Rescale the entries from the line that has "[point] at the pink" through the end of the entries, both ends included, and reproduce every line in that stretch with the requests unchanged. Multiply each coordinate in the answers by 1.6 and round to the nearest whole number, with halves rounded up.

(Entries with named objects to point at)
=======

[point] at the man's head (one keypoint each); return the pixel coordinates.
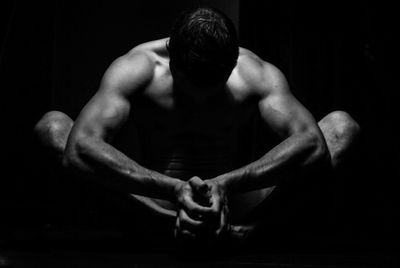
(203, 47)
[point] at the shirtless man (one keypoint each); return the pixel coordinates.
(191, 96)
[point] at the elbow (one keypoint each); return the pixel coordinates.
(320, 154)
(73, 153)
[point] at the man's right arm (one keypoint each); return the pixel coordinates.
(88, 149)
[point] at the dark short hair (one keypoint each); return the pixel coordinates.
(203, 45)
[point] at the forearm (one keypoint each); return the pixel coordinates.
(296, 153)
(108, 166)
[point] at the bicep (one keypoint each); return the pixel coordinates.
(104, 114)
(285, 115)
(280, 110)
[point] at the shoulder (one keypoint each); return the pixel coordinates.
(260, 76)
(136, 68)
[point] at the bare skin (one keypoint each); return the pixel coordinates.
(190, 168)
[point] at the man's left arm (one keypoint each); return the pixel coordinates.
(302, 147)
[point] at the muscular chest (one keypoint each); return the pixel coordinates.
(209, 121)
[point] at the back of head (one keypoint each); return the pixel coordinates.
(204, 45)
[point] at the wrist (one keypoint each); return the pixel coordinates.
(175, 189)
(223, 182)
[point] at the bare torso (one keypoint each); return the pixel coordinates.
(182, 139)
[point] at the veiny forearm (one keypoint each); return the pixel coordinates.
(298, 152)
(108, 166)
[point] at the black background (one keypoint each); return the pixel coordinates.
(336, 55)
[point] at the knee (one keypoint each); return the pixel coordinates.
(52, 125)
(345, 126)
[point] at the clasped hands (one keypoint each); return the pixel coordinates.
(202, 209)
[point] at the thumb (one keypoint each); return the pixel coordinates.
(199, 186)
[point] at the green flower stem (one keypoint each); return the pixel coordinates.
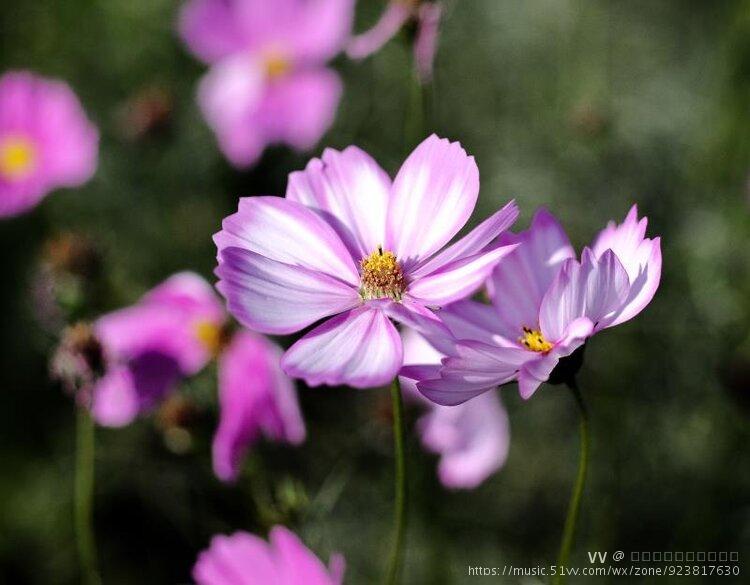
(397, 552)
(575, 498)
(84, 497)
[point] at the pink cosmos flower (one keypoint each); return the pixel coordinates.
(349, 243)
(472, 439)
(172, 333)
(426, 14)
(545, 305)
(46, 141)
(246, 559)
(169, 334)
(268, 82)
(255, 397)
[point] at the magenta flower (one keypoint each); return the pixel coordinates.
(426, 14)
(472, 439)
(545, 305)
(268, 82)
(255, 397)
(46, 141)
(246, 559)
(172, 332)
(349, 243)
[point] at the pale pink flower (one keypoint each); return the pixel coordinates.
(246, 559)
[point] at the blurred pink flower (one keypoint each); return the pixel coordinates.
(255, 397)
(348, 242)
(46, 141)
(170, 333)
(246, 559)
(426, 14)
(268, 82)
(472, 439)
(546, 304)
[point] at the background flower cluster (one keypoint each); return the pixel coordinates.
(582, 109)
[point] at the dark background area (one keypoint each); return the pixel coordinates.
(584, 107)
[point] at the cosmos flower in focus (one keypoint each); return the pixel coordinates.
(545, 305)
(46, 140)
(426, 15)
(472, 439)
(348, 242)
(268, 82)
(245, 559)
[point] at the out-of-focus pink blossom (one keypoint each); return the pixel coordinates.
(46, 140)
(350, 244)
(268, 82)
(426, 14)
(170, 333)
(246, 559)
(545, 305)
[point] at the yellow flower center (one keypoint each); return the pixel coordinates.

=======

**Response to the task:**
[point] at the pink cosmos flower (one keypoint each); return the pixel coordinates.
(558, 389)
(755, 702)
(275, 533)
(682, 22)
(872, 488)
(74, 226)
(394, 894)
(270, 534)
(429, 131)
(408, 635)
[point] at the magenta flower (one keypoint each); return the pixel coordinates.
(682, 22)
(755, 702)
(872, 488)
(429, 131)
(408, 635)
(74, 226)
(394, 894)
(275, 531)
(558, 389)
[point] at the pale pink flower (one keypoint each); return the pixel coordinates.
(394, 894)
[point] at the blurred pink flower (one keypoint each); return the pixel coordinates.
(408, 635)
(557, 387)
(74, 226)
(272, 533)
(394, 894)
(682, 22)
(429, 131)
(755, 702)
(874, 486)
[point] at the background flower cluster (one keypoint each); return the pixel coordinates.
(931, 174)
[point] at the dark background area (one keypoint each); return the pixel coordinates.
(934, 171)
[point] at the cosmos flower in focus (one keypoint each); return the pixel coordinates.
(872, 488)
(74, 224)
(682, 24)
(755, 702)
(557, 387)
(429, 131)
(392, 894)
[point] at the out-of-focus pink blossom (one keypoint each); return the pixel coordinates.
(74, 224)
(560, 390)
(429, 131)
(682, 22)
(272, 533)
(394, 894)
(872, 488)
[point] at the yellow flower center (one keypoint each); return the pixel coordinates.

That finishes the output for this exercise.